▶ **INFORMATION GIVEN**:
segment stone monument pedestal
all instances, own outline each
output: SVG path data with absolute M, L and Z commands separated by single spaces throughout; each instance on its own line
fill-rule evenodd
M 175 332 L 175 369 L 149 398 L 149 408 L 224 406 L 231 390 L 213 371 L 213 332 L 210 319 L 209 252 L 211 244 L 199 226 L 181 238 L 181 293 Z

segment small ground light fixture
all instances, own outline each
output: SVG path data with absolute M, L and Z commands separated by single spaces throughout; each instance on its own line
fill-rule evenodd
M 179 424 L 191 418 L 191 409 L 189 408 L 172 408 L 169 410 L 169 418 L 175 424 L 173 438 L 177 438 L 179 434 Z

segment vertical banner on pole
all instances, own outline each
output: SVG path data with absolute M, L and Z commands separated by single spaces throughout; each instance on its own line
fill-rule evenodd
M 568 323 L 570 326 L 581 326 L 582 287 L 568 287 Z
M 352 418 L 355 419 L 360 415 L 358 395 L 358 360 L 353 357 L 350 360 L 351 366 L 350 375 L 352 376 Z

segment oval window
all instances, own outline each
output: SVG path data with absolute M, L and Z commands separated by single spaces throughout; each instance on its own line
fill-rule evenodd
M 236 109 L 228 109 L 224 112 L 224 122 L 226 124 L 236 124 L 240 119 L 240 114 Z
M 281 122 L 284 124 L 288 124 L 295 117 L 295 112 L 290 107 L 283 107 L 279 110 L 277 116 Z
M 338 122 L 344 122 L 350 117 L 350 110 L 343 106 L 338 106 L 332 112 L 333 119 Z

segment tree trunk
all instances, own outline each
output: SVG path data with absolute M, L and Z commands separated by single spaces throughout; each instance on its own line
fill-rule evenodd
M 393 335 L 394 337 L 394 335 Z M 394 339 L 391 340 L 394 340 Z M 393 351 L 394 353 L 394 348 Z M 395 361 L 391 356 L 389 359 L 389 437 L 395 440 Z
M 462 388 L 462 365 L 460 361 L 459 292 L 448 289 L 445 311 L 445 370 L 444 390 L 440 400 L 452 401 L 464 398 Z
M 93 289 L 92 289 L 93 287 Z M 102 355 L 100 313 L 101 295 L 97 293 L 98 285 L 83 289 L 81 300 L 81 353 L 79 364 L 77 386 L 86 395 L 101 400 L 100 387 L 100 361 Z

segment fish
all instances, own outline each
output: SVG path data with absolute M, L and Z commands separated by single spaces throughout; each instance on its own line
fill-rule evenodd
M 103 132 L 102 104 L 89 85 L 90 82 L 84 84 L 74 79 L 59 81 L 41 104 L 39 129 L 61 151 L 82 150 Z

▶ **THE PROBLEM**: Can you return all the items above verbatim, with every line and its order unchanged?

▶ **SOLUTION TO THIS TASK**:
segment stone monument pedestal
all instances, own outline each
output: SVG path data with absolute M, L and Z commands separated by single spaces throughout; each instance on its own line
fill-rule evenodd
M 175 332 L 175 369 L 149 398 L 149 408 L 224 406 L 231 390 L 213 371 L 213 332 L 210 319 L 209 252 L 211 244 L 199 226 L 181 238 L 181 293 Z

segment small ground light fixture
all instances, own outline each
output: SVG path data with absolute M, L and Z commands separated by single spaces throughout; each instance on its own line
fill-rule evenodd
M 179 424 L 191 418 L 191 409 L 189 408 L 172 408 L 169 410 L 169 418 L 175 424 L 173 438 L 177 438 L 179 434 Z

segment vertical banner on pole
all instances, own outline each
output: SVG path data with absolute M, L and Z commands separated by single spaces throughout; each instance on its own line
fill-rule evenodd
M 568 323 L 570 326 L 581 326 L 582 287 L 568 287 Z
M 352 418 L 355 419 L 360 415 L 358 395 L 358 360 L 353 357 L 350 360 L 351 366 L 350 375 L 352 376 Z

segment oval window
all instances, own outline each
output: SVG path data with absolute M, L and Z commands separated by single spaces throughout; each instance on its own line
fill-rule evenodd
M 236 109 L 228 109 L 224 112 L 224 122 L 226 124 L 236 124 L 240 119 L 240 114 Z
M 281 122 L 284 124 L 288 124 L 295 117 L 295 112 L 290 107 L 283 107 L 279 110 L 277 116 Z
M 338 122 L 344 122 L 350 117 L 350 110 L 343 106 L 338 106 L 332 112 L 333 119 Z

segment tree trunk
all instances, own outline each
output: SVG path data with absolute M, L and Z commands separated by single spaces throughout; each instance on its own line
fill-rule evenodd
M 393 335 L 394 337 L 394 335 Z M 394 339 L 391 340 L 394 340 Z M 393 351 L 394 353 L 394 348 Z M 395 361 L 391 356 L 389 359 L 389 437 L 395 440 Z
M 462 388 L 462 365 L 460 361 L 459 292 L 448 289 L 445 311 L 445 370 L 444 390 L 440 400 L 452 401 L 464 398 Z
M 93 289 L 92 289 L 93 287 Z M 102 355 L 100 313 L 101 295 L 97 293 L 98 285 L 83 289 L 81 300 L 81 353 L 79 364 L 77 386 L 86 395 L 101 400 L 100 387 L 100 361 Z

segment fish
all instances, own outline each
output: SVG path data with absolute M, L and Z commands separated by single spaces throughout; each instance on its own line
fill-rule evenodd
M 103 132 L 102 104 L 89 85 L 90 82 L 84 84 L 74 79 L 59 81 L 41 104 L 39 129 L 61 151 L 82 150 Z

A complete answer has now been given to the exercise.